## Region annotation entries:
## BEGIN
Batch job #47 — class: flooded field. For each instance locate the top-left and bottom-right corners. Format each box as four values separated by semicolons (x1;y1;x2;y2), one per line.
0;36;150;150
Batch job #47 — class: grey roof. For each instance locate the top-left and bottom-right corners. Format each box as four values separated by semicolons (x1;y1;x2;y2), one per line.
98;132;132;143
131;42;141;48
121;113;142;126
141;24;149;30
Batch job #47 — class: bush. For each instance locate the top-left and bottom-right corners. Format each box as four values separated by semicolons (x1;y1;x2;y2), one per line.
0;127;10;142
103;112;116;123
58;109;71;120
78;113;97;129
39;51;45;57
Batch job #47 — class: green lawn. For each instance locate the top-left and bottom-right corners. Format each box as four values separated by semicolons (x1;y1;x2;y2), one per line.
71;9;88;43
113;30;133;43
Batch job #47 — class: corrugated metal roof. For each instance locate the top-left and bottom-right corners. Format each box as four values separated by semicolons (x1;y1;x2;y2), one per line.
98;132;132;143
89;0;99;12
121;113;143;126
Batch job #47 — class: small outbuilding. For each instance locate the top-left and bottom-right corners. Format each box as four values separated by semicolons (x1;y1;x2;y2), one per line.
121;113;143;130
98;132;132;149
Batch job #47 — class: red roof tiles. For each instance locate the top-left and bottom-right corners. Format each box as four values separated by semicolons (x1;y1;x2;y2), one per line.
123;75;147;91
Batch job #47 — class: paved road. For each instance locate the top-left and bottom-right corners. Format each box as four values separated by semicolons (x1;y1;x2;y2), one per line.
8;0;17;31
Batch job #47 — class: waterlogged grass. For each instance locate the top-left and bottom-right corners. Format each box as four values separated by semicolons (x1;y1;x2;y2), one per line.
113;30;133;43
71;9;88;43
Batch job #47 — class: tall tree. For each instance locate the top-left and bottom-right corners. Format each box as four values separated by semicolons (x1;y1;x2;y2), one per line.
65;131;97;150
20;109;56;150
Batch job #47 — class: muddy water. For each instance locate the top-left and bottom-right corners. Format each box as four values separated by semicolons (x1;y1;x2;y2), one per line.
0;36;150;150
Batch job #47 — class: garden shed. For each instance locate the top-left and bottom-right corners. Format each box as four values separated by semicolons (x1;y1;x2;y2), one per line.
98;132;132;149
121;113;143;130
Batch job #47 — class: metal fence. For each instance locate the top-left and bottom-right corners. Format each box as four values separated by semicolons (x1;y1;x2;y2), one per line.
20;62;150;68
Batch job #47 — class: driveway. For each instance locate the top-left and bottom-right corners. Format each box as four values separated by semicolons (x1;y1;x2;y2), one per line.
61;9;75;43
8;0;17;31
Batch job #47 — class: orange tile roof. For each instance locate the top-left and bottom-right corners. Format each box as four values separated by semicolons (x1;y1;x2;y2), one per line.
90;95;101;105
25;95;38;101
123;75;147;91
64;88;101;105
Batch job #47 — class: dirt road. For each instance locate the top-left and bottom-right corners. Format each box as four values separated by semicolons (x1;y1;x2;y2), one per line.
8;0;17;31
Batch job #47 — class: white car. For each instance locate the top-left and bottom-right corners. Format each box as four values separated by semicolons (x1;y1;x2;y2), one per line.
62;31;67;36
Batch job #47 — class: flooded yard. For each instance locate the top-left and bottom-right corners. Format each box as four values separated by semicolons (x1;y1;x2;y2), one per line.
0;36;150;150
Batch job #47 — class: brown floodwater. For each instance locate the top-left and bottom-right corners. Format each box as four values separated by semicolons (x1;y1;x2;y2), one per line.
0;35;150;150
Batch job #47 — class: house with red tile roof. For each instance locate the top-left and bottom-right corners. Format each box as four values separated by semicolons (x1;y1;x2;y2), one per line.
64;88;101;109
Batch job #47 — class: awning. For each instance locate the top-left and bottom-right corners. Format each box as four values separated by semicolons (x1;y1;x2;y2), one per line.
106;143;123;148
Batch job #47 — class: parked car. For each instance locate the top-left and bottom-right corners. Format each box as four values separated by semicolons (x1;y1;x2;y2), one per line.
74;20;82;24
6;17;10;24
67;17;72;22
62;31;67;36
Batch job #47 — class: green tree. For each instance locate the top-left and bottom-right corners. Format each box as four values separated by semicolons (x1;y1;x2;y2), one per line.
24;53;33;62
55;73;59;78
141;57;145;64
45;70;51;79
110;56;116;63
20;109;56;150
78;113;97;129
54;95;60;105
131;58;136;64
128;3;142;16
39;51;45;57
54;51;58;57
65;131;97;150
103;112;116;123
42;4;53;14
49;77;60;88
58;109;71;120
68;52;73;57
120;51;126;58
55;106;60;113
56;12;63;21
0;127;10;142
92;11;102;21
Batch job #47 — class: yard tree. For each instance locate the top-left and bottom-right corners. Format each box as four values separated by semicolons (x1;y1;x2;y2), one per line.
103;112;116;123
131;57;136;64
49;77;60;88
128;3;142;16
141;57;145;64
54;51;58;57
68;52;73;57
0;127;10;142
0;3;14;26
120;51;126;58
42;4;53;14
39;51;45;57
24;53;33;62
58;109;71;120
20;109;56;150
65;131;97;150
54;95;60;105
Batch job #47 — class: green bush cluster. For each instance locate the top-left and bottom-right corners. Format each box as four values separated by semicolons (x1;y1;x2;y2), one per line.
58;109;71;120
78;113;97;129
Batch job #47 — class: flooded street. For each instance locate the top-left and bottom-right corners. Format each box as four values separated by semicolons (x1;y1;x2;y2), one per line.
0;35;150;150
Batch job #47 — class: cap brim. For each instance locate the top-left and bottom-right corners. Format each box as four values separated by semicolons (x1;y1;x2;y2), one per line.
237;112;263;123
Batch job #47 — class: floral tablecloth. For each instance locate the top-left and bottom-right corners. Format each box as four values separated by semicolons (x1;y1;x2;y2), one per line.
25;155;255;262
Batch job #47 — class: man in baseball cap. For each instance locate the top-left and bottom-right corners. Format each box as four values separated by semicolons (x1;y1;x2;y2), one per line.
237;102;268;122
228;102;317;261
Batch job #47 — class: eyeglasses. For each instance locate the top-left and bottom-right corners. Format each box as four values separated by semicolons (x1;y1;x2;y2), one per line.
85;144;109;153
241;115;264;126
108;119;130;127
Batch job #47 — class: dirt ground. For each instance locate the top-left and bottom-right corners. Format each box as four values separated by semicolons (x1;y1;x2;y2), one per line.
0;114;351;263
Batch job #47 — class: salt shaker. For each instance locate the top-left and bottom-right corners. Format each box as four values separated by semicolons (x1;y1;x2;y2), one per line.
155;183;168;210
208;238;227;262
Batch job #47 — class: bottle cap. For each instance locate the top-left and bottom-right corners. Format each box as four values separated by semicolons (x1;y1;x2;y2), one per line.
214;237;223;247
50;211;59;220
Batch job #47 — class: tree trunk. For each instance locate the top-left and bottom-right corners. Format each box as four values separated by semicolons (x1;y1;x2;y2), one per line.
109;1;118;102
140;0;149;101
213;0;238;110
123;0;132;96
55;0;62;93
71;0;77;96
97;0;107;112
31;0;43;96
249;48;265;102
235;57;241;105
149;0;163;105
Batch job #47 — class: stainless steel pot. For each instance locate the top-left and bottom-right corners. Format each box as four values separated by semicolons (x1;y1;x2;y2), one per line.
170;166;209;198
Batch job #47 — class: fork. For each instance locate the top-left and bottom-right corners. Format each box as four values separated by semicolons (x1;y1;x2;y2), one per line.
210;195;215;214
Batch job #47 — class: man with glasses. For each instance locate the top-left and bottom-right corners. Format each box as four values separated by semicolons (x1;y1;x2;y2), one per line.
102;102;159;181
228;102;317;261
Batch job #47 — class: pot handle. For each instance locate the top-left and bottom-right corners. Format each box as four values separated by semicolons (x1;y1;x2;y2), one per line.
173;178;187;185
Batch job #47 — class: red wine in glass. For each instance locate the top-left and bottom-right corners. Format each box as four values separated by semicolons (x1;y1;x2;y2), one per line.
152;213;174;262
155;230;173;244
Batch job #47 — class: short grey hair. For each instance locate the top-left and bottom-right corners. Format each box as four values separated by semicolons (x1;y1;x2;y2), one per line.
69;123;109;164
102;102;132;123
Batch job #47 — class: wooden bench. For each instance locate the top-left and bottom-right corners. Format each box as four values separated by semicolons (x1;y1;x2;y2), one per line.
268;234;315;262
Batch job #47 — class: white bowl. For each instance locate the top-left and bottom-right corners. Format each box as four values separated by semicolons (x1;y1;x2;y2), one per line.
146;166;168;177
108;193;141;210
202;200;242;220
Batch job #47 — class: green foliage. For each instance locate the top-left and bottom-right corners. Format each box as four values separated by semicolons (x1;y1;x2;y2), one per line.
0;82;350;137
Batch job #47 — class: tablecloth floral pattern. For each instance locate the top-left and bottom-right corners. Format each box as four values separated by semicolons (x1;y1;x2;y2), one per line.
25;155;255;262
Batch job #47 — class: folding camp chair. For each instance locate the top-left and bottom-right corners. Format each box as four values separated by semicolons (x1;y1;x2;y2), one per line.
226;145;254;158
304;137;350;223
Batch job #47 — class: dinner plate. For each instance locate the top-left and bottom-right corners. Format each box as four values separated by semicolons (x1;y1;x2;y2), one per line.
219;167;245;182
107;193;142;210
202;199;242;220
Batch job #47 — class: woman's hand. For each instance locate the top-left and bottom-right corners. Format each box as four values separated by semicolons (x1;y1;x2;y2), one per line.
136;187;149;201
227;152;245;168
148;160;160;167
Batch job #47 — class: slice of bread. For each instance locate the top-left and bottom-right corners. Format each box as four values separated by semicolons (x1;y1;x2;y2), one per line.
## END
## EXERCISE DIRECTIONS:
Format the entries from the line with "Batch job #47 — class: eyeglasses." through the line with "0;114;351;263", both included, as a two-column CSV with the headers entry_text and answer. Give one row per entry, put each field in quotes, and replace any line breaks inside a field with spaces.

## RESULT:
entry_text,answer
"Batch job #47 — class: eyeglasses. For each instance locate the top-left and bottom-right corners. Format each box as four values separated by semicolons (x1;y1;x2;y2), one per line.","85;144;109;153 241;115;264;126 108;119;130;127"
"Batch job #47 — class: dirt ground. For each instance locate the top-left and bottom-right corners. Format each box as four values separated by semicolons (x1;y1;x2;y2), one per line.","0;114;351;263"